* **REQUIREMENT 1**: In the post about imaginary childhood friends, what names did the writer give the three imagined people?
* **REQUIREMENT 2**: Duplicate the section of the post about imaginary childhood friends starting at "Sometimes I feel" and ending at "a nice day.".

I want some help. I didn't really want to tell this to my parents because I was afraid of their reaction if they knew about this...unhealthy habit of mine. I'm sorry for the grammatical errors, English isn't my first language and I'm in a rush while writing this.

You can call me Audrii—not my real name, of course—and I'm turning 16 this year. Unfortunately, I had this issue since I was 13. I created people inside my head and pretended they were real. I named them Luke, Luis and Mary. Luke and Luis are twins, and Mary grew up around them. I thought of them as my childhood friends and eventually, told my best friends about them even though they're not real.

Eventually, it got worse. I've been telling false stories about them and were weaving lies on the spot, it scared me because it came so naturally that I couldn't stop it. It came down to a point where my circle of friends at school found out about it and instead of giving up for getting caught red-handed, I just lied to them—again—and was so agitated by the fact that they knew about my lies. I covered it up by crying and telling them that they had died, and they accepted that reasoning.

They dropped it, and I never told stories about my imaginary childhood friends to that circle ever again. Some complicated stuff followed after that but in the end, I couldn't stop craving for my imaginary childhood friends so I ended up raising them from the dead. I ended up falling for one of those imaginary friends, primarily Luke. It felt so real to the point I got scared investing in making real relationships happen.

Sometimes I feel like I really am just a skilled liar. But I kept up this ruse for 3 years now and they feel so real. I want it to stop. Please, any help with identifying just what the in the world is wrong with my head would be very much appreciated; if you can also advise me just how I could bring this to the attention of my parents I'd be really grateful. Thank you for reading this far, have a nice day.

* **EXTRACTED RECORDS**:

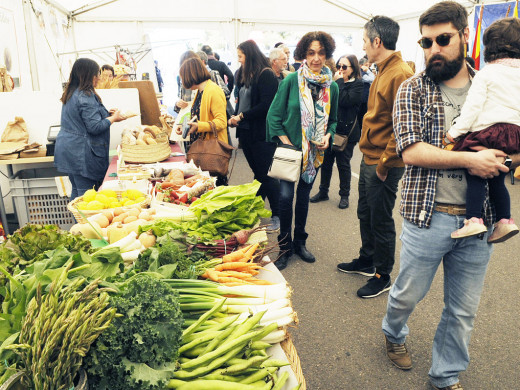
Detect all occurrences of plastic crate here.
[9,171,76,230]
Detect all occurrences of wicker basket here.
[121,133,171,164]
[280,333,307,390]
[67,196,150,223]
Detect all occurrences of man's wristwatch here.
[504,156,513,168]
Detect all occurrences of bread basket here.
[121,133,171,164]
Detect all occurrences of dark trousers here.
[240,136,280,216]
[358,102,367,128]
[357,160,404,275]
[320,144,356,198]
[466,172,511,221]
[69,175,103,199]
[278,177,314,247]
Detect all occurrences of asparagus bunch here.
[10,262,116,390]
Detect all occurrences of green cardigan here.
[266,72,339,149]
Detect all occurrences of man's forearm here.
[402,142,508,179]
[509,153,520,169]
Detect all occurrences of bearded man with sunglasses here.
[382,1,518,390]
[338,16,413,298]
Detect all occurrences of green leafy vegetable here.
[135,233,215,279]
[141,180,271,242]
[0,224,91,302]
[84,274,183,390]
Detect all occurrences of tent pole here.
[233,0,239,48]
[23,1,40,91]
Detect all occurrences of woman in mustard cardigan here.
[176,58,229,185]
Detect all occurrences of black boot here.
[274,233,293,271]
[293,240,316,263]
[274,252,291,271]
[338,196,348,209]
[309,190,329,203]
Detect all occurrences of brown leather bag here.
[187,122,235,176]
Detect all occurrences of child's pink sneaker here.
[488,218,519,243]
[451,217,487,238]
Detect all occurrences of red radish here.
[179,192,188,203]
[231,226,263,245]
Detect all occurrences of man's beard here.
[426,45,464,83]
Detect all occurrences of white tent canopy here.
[6,0,492,102]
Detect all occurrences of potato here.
[101,210,114,223]
[112,212,130,223]
[88,214,110,228]
[123,215,137,224]
[128,207,140,217]
[139,211,152,221]
[70,221,101,239]
[124,219,148,235]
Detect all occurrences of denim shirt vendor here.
[54,58,126,199]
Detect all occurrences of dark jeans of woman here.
[466,172,511,221]
[240,137,280,217]
[278,177,314,250]
[320,144,356,198]
[69,175,103,199]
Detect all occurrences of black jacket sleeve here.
[220,61,235,95]
[243,69,278,120]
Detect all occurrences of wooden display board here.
[119,80,162,127]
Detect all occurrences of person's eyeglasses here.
[417,27,464,49]
[369,18,383,42]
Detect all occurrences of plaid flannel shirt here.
[393,67,495,228]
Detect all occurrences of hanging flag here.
[471,5,484,70]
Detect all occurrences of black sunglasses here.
[369,18,383,42]
[417,27,464,49]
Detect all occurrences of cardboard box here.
[20,147,47,158]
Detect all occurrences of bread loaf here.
[166,169,184,186]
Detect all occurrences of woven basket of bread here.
[121,126,171,164]
[67,195,151,223]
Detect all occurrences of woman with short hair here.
[267,31,338,270]
[176,57,228,185]
[54,58,126,199]
[311,54,363,209]
[229,40,280,232]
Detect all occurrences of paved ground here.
[231,139,520,390]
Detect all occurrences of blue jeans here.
[383,212,492,388]
[69,175,103,199]
[279,177,314,243]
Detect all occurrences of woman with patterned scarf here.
[267,31,339,270]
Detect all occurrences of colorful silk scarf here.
[298,61,332,183]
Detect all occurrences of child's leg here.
[490,172,511,221]
[451,172,487,238]
[466,171,488,219]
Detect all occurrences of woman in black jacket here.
[229,40,280,232]
[310,55,363,209]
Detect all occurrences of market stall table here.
[104,143,186,181]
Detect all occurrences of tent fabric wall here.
[8,0,508,96]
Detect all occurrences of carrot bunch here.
[202,243,272,286]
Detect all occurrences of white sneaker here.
[451,217,487,238]
[488,218,519,243]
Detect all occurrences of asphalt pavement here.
[230,139,520,390]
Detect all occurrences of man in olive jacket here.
[338,16,413,298]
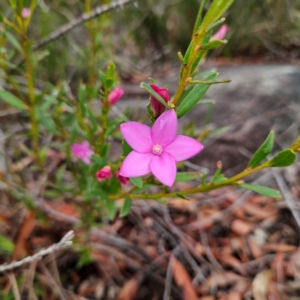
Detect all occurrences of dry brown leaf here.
[231,219,254,236]
[171,256,198,300]
[264,244,297,252]
[252,269,274,300]
[11,211,35,261]
[117,277,139,300]
[219,292,243,300]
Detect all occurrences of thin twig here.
[33,0,133,50]
[0,230,74,272]
[272,170,300,228]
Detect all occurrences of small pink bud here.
[116,171,129,186]
[210,24,229,41]
[96,166,112,181]
[150,84,170,118]
[108,87,124,105]
[21,7,31,19]
[71,141,94,165]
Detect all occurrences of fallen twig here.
[0,230,74,272]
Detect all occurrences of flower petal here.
[120,150,153,177]
[151,109,178,147]
[150,152,177,186]
[164,135,203,162]
[120,122,153,153]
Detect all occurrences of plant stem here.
[110,161,269,200]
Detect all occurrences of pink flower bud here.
[150,84,170,118]
[21,7,31,19]
[96,166,112,181]
[210,24,229,41]
[71,141,94,165]
[116,171,129,186]
[108,87,124,105]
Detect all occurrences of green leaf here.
[176,73,218,119]
[122,140,132,156]
[106,199,117,220]
[78,84,86,117]
[248,131,274,168]
[99,71,106,86]
[140,82,170,109]
[175,172,201,181]
[130,177,143,188]
[38,114,58,134]
[121,197,132,217]
[0,90,27,110]
[0,234,15,254]
[201,40,227,51]
[239,183,281,198]
[269,149,297,167]
[105,63,115,88]
[5,31,23,53]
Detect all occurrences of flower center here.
[152,144,163,155]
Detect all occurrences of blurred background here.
[0,0,300,84]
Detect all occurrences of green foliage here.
[248,131,274,168]
[0,90,27,110]
[176,73,218,118]
[239,183,281,198]
[130,177,143,188]
[269,149,297,167]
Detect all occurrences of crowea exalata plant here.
[0,0,300,227]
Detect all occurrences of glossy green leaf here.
[175,172,202,181]
[105,63,115,88]
[130,177,143,188]
[0,234,15,253]
[0,90,27,110]
[106,199,117,220]
[122,140,132,156]
[121,197,132,217]
[78,84,86,117]
[269,149,297,167]
[248,131,274,168]
[176,73,218,118]
[140,82,169,109]
[239,183,281,198]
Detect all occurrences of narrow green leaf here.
[122,140,132,156]
[269,149,297,167]
[106,199,117,220]
[121,197,132,217]
[105,63,115,88]
[78,84,86,117]
[239,183,281,198]
[140,82,170,109]
[0,90,27,110]
[0,234,15,254]
[5,31,23,53]
[130,177,143,188]
[248,131,274,168]
[176,73,218,119]
[175,172,202,181]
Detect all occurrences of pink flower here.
[71,141,94,165]
[108,87,124,105]
[116,171,129,186]
[120,110,203,186]
[210,24,229,41]
[150,84,170,118]
[21,7,31,19]
[96,166,112,181]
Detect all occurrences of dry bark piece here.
[171,256,198,300]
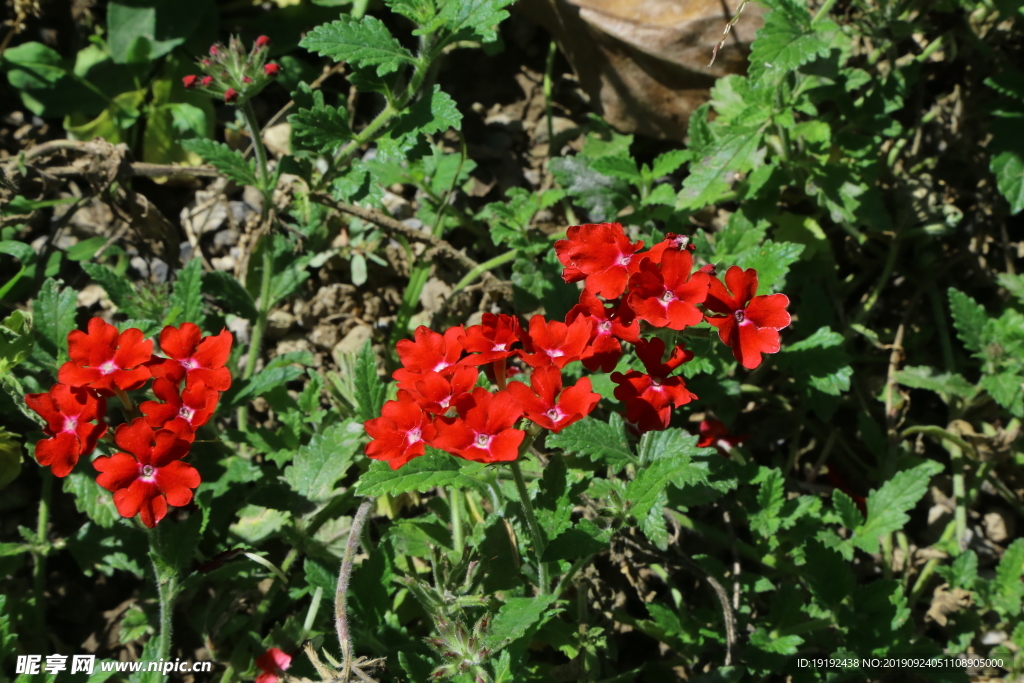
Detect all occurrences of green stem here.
[452,249,519,294]
[811,0,836,26]
[153,560,178,680]
[238,242,273,431]
[509,454,549,595]
[239,102,273,204]
[449,486,465,557]
[32,468,53,651]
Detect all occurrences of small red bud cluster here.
[181,36,281,104]
[25,317,232,528]
[365,223,790,469]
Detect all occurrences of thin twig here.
[309,194,479,270]
[334,498,374,683]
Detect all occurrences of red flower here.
[25,384,106,477]
[520,314,594,368]
[391,325,466,382]
[256,647,292,683]
[705,265,791,370]
[459,313,522,366]
[57,317,153,395]
[565,290,640,373]
[697,419,751,457]
[364,400,437,470]
[508,366,601,433]
[629,249,711,330]
[151,323,233,391]
[555,223,643,299]
[430,387,526,463]
[611,337,697,431]
[398,366,480,415]
[92,418,200,528]
[139,378,219,432]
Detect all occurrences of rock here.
[331,325,374,365]
[266,308,295,339]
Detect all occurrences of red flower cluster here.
[366,313,600,469]
[366,223,790,469]
[181,36,281,104]
[25,317,232,528]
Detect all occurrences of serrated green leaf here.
[181,138,259,187]
[391,85,462,137]
[355,449,482,496]
[547,417,633,468]
[203,270,258,322]
[949,287,988,352]
[352,339,386,422]
[284,420,364,503]
[989,112,1024,214]
[749,7,838,81]
[851,461,942,553]
[288,104,352,153]
[437,0,514,43]
[750,468,785,538]
[676,126,764,209]
[299,15,415,76]
[32,278,77,365]
[486,595,556,651]
[171,258,205,327]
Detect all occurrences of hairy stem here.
[509,448,549,595]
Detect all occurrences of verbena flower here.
[25,384,106,477]
[705,265,791,370]
[430,387,526,463]
[92,418,201,528]
[508,366,601,434]
[150,323,233,391]
[57,317,153,395]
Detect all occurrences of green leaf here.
[988,112,1024,214]
[833,488,864,530]
[949,287,988,352]
[355,447,483,496]
[171,258,204,327]
[750,467,785,538]
[299,15,415,76]
[203,270,258,322]
[438,0,514,43]
[676,126,764,209]
[391,85,462,138]
[106,0,206,63]
[486,595,556,651]
[749,6,838,81]
[32,278,77,364]
[284,420,365,503]
[851,461,942,553]
[992,539,1024,616]
[181,138,259,187]
[352,339,386,422]
[288,103,352,153]
[546,416,633,469]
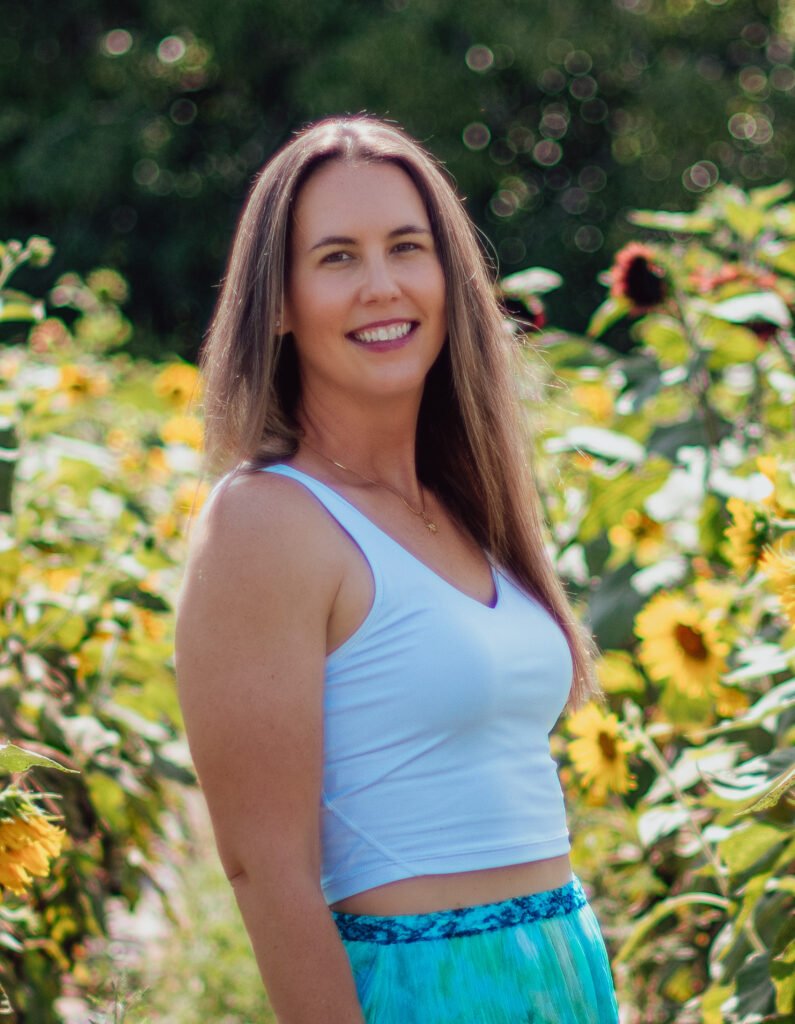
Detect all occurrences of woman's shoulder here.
[189,471,348,585]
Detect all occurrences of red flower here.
[691,263,777,295]
[610,242,666,314]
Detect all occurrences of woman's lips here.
[347,321,419,352]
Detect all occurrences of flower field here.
[0,185,795,1024]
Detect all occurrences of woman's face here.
[282,161,447,401]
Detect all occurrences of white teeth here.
[353,322,412,343]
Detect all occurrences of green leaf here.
[705,679,795,736]
[704,292,792,329]
[627,210,715,234]
[586,295,632,338]
[723,203,764,242]
[726,952,776,1024]
[718,821,787,874]
[635,314,689,366]
[0,743,80,775]
[759,242,795,276]
[579,457,672,544]
[748,181,795,210]
[637,804,689,849]
[500,266,563,299]
[741,764,795,814]
[770,914,795,1014]
[545,427,646,466]
[615,893,729,964]
[0,288,44,324]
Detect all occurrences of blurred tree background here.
[0,0,795,358]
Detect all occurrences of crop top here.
[255,465,573,904]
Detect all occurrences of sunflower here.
[568,703,635,804]
[635,594,728,697]
[610,242,666,315]
[160,416,204,451]
[58,364,110,404]
[725,498,770,575]
[759,544,795,626]
[571,381,615,423]
[608,509,665,566]
[153,362,202,412]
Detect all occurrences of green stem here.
[632,726,767,953]
[633,728,729,899]
[674,283,719,454]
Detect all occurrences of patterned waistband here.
[332,874,587,945]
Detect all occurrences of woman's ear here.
[276,301,292,334]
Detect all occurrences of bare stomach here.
[331,853,572,915]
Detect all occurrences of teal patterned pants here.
[333,877,619,1024]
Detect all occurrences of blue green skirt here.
[332,877,619,1024]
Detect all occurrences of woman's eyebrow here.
[309,224,430,252]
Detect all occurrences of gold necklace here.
[301,439,438,534]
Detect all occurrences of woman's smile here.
[348,319,417,352]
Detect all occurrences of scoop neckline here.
[262,462,502,611]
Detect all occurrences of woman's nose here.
[362,258,401,302]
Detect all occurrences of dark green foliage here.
[0,0,795,356]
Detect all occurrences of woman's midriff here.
[331,854,572,915]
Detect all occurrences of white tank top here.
[264,465,573,903]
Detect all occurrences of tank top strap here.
[262,463,400,577]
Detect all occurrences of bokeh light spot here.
[682,160,720,191]
[169,98,197,125]
[533,139,563,167]
[158,36,187,63]
[466,44,494,72]
[577,164,608,191]
[102,29,132,57]
[574,224,604,253]
[563,50,593,75]
[462,121,492,151]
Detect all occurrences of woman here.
[176,117,617,1024]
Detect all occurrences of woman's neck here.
[298,387,419,493]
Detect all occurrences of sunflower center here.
[626,256,665,306]
[596,732,618,761]
[674,623,709,662]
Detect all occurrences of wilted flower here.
[610,242,666,314]
[28,316,71,353]
[86,267,129,302]
[725,498,770,573]
[26,234,55,266]
[759,544,795,626]
[0,788,67,896]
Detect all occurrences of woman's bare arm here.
[176,474,364,1024]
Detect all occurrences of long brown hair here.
[200,110,598,707]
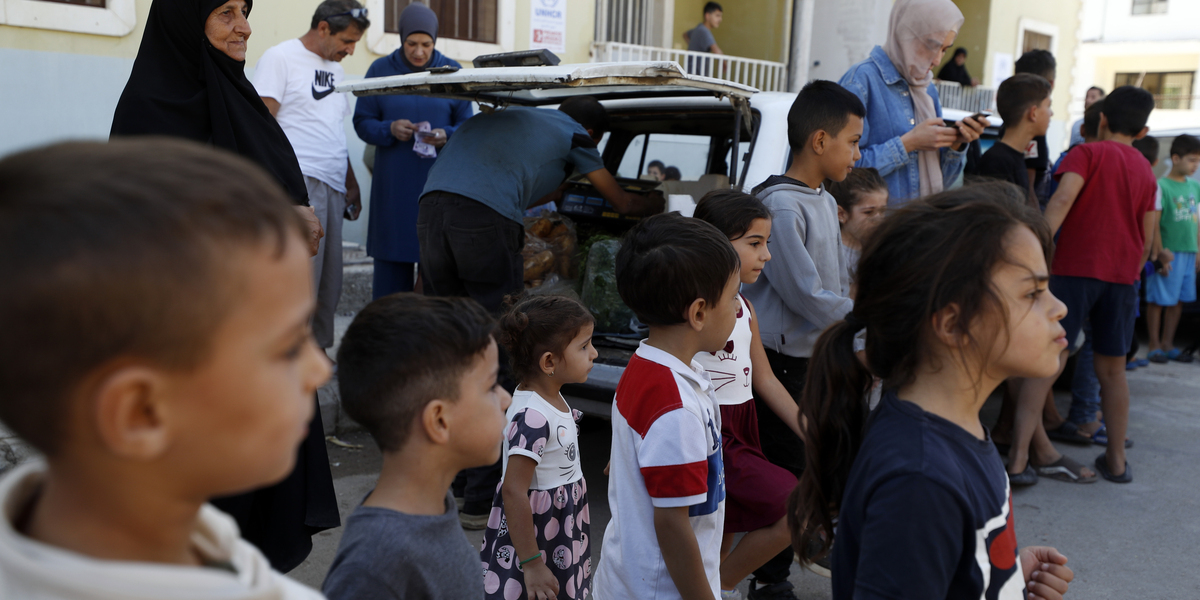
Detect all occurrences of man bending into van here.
[416,96,661,314]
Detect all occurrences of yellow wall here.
[0,0,597,76]
[943,0,991,83]
[672,0,792,61]
[511,0,596,65]
[977,0,1080,126]
[1091,54,1200,91]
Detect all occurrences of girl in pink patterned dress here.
[480,296,596,600]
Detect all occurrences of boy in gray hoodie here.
[743,80,866,598]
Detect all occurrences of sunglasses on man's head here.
[329,8,367,19]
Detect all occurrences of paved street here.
[292,345,1200,600]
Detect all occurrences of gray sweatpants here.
[304,176,346,348]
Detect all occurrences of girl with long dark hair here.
[788,185,1074,600]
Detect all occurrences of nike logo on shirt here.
[312,70,334,100]
[312,85,334,100]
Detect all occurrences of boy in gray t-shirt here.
[683,2,725,77]
[322,293,512,600]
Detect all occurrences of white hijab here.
[883,0,964,197]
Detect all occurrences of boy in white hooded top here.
[0,139,330,600]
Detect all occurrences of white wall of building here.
[1080,0,1200,43]
[0,48,371,244]
[809,0,893,82]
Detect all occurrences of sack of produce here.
[521,212,578,289]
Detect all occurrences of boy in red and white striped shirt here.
[593,214,739,600]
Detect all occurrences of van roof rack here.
[470,48,559,68]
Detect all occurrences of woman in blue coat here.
[354,2,472,298]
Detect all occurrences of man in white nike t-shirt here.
[254,0,371,348]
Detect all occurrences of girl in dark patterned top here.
[480,296,596,600]
[788,184,1074,600]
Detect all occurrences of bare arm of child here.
[1138,210,1158,270]
[500,455,558,600]
[1045,172,1085,234]
[744,300,804,439]
[1021,546,1075,600]
[654,506,715,600]
[1150,210,1163,260]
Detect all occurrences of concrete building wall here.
[1080,0,1200,42]
[943,0,992,85]
[0,0,595,244]
[1072,40,1200,130]
[809,0,893,82]
[664,0,792,61]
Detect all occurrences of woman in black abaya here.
[112,0,341,571]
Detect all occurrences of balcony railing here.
[934,80,996,113]
[592,42,787,91]
[1154,94,1198,110]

* **RESPONSE BOX 1**: Luke, Luis and Mary.

* **RESPONSE BOX 2**:
Sometimes I feel like I really am just a skilled liar. But I kept up this ruse for 3 years now and they feel so real. I want it to stop. Please, any help with identifying just what the in the world is wrong with my head would be very much appreciated; if you can also advise me just how I could bring this to the attention of my parents I'd be really grateful. Thank you for reading this far, have a nice day.